[Records from a point labeling set]
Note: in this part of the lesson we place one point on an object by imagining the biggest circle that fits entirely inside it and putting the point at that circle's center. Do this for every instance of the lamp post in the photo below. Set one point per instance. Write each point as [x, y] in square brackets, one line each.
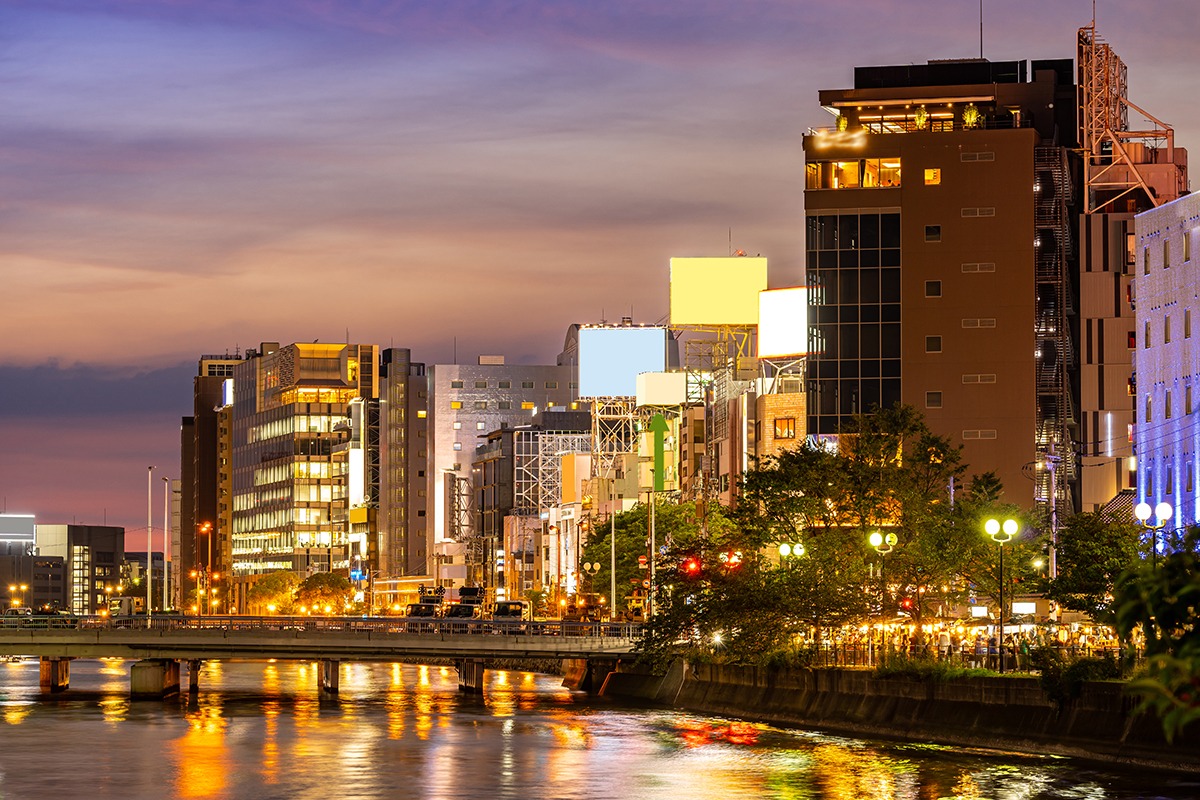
[149, 543]
[166, 536]
[1001, 533]
[882, 545]
[1162, 512]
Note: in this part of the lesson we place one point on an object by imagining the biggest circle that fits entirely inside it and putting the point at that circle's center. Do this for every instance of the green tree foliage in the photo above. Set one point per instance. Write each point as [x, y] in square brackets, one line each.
[276, 589]
[325, 589]
[1093, 551]
[1163, 602]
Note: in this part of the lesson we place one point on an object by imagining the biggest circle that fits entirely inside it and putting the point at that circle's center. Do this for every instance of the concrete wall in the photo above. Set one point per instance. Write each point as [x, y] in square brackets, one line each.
[1001, 713]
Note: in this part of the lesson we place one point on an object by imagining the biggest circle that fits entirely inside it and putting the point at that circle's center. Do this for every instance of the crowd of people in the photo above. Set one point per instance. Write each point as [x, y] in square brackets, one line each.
[976, 647]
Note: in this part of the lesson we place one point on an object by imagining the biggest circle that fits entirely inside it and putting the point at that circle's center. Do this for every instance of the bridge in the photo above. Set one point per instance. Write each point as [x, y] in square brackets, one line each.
[161, 643]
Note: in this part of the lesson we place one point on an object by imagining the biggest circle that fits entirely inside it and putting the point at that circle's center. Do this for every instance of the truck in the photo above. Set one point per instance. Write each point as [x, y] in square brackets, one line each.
[511, 617]
[469, 607]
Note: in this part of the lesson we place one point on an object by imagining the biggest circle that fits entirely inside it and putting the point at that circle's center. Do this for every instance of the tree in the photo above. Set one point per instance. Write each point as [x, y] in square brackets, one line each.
[325, 590]
[1093, 551]
[276, 589]
[1163, 602]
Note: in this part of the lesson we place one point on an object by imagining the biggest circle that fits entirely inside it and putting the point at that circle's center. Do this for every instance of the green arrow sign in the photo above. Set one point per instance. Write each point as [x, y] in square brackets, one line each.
[659, 427]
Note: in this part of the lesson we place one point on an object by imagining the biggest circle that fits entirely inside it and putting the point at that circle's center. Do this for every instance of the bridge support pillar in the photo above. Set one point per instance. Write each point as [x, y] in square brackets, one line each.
[330, 671]
[471, 675]
[587, 674]
[54, 674]
[154, 678]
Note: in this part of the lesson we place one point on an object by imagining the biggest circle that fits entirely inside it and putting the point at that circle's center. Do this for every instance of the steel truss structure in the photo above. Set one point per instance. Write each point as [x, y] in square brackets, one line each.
[1110, 168]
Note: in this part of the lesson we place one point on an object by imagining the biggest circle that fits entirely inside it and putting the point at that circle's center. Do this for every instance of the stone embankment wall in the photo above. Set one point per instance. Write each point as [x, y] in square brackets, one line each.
[1001, 713]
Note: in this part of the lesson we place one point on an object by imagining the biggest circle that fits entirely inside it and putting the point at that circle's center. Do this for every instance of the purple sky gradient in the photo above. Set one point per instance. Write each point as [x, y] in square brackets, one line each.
[195, 176]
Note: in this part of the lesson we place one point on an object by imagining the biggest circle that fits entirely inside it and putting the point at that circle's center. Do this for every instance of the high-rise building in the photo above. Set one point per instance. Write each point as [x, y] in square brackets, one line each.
[1168, 362]
[293, 455]
[204, 509]
[467, 402]
[403, 456]
[939, 266]
[966, 260]
[1128, 168]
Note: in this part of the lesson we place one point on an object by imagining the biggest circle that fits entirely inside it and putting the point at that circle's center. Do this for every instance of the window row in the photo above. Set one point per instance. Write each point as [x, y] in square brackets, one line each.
[508, 384]
[1167, 253]
[858, 173]
[1168, 405]
[1147, 337]
[852, 232]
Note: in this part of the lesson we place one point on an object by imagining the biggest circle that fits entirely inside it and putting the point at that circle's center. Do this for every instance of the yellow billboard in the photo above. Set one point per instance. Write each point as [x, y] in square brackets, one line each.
[717, 290]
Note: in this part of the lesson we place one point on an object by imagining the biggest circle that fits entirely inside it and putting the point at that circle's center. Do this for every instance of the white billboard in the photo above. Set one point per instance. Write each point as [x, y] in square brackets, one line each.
[784, 323]
[661, 389]
[612, 358]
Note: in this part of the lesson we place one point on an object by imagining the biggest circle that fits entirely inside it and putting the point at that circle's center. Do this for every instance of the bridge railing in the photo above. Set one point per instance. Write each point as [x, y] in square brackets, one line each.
[624, 631]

• **WHAT IS REQUIRED**: Please write out all of the records again, swapping "biggest" for "largest" and leaving everything else unchanged. Leave the pictures out of your answer.

• **RESULT**:
Note: in this part of the lesson we place one point on an object by imagining the largest circle that fits entirely inside it and putting the point at that circle's center. Do this for every instance of the lamp post in the photo below. Set one point per instance. Write each point as [x, y] in square brackets, one line each.
[149, 543]
[166, 536]
[1001, 533]
[882, 545]
[1162, 512]
Note: in this part of the lesson we place one point on an object by imagining the largest circle that fits entirely inside it and putting the point at that circle's center. Do this for every instance of the green tree foliage in the photo above. Set one point per instance. Write each point as [x, y] in square brackets, one line each.
[276, 589]
[325, 589]
[1093, 551]
[1163, 602]
Note: in this part of the lesson we place one point on an object by imagining the largest circle that fits entirely inside it and putting the point at that circle's center. Do this for every instance of the concrete wall in the photo above. Set one point per instance. Write each point as [x, y] in square brackets, one line each.
[1001, 713]
Note: in this part of the lesson we place one point on an object by imagining the largest circle that fits entirely inside it and putting the point at that circle's center. Do this for every instance of the crowd of people in the photo above. Set one point per instance. Write each point as [x, y] in square brackets, one line each.
[976, 647]
Note: in this part of the lesson we place one point on an object by imagining the largest circle that fits entirely inside it and putting the point at that circle's center. Do this for every instance of the bridge in the photo above. Set one point per instance. Write each point as [x, y] in square brackets, one line each.
[161, 643]
Note: in this part of the lesson we place one point on an object by imagining the largest circle that fits entirely inside it and putting the point at that circle's center. Do this for every instance of the truck in the photo above. Set one point per instance. Write each point as [x, y] in square brackets, one line each.
[511, 617]
[469, 607]
Note: in this part of the lesson we place one point on an object by imagining the largest circle that fits entirely inside it and putting the point at that circle's center. Do this for every instance of the tree in the photo above. Set one point per instance. Write each point as [x, y] in square brackets, one line each.
[325, 590]
[1093, 551]
[276, 589]
[1163, 602]
Note: in this part of the lesson we place one point on an object by imagining the largest circle that fits entirely inside it and putting the point at that circle's center. Do this for every instance of the green arrow sign in the photo above. Set one point per instance. Write each point as [x, y] in square brackets, one line each.
[659, 427]
Note: in this part of the lesson we place one point on an object by imagining the largest circle that fits entirely inside it and putting the point at that circle's center. Do this for every instance of the bridge support pillar in the photo above. Set one point per instance. Write each point as [x, y] in square brackets, one line each.
[330, 671]
[471, 675]
[587, 674]
[54, 674]
[154, 678]
Note: in this part of the lesson we place one point on an object by imagining the largest circle that fits entirely inside it and putting the point at that circle's center. Do this for every instance of the steel truss structure in the photo above. Set one point per instance. Write each point as [x, y] in square brackets, one line each.
[1110, 168]
Note: in this part of the lesson we place one point on an object by imagining the largest circle that fits entirely inside it and putting the point at that circle's center. Do this for every instance of the stone embankment wall in the photo above. Set one point per instance. Write each point as [x, y] in square brackets, one line each.
[1001, 713]
Note: in this part of the lesson we place one point on an object by imagining the largest circle that fits entirely inside it and putting the point at that circle's center. Do this for every instance of the purple sky gradient in the photo above. Set one point per instance. Write each point as [x, y] in square brackets, one line each.
[195, 176]
Note: in this part of the lesson we place one point on an object by imagining the largest circle that fits entirely inside it and putting the point at that circle's center. Do this for every instance of the high-rise building in the photo above. Set one point per instance. Write each point as [x, y] in square brackets, one line each.
[1168, 362]
[293, 455]
[204, 509]
[467, 402]
[403, 456]
[939, 266]
[966, 260]
[1128, 168]
Note: in this part of the lesson we place one point on an object by imagining the largest circle that fits entirely inside it and putting the point at that circle's center. Do this for every instance of the window row in the photo above. Set one point per instance. Write each point as [x, y] in square brackets, one line each.
[508, 384]
[1167, 253]
[858, 173]
[1168, 405]
[1147, 337]
[852, 232]
Note: in this part of the lesson we place one point on an object by imagining the largest circle that fits entirely inside it and putting the point at that circle's center. Do this for every instance of the yellow billboard in the photo above. Set one point per instance. Write each point as [x, y] in square brackets, one line each.
[717, 290]
Note: in this part of the lesson we place one point on an object by imagining the largest circle that fits entirely inside it and putting the point at that circle's center. Do this for every instance of the white billboard in the photo above. Set one point per instance. Write each point as [x, y] in square brackets, one line each.
[784, 323]
[661, 389]
[612, 358]
Note: in this part of the lesson we place one point on an object by imagining the largest circle that fits entirely inside it and putting the point at that circle's center. Do this for every instance of the bridge railing in the photo above. Set one point per instance. Write each point as [x, y] in square brackets, one line each.
[624, 631]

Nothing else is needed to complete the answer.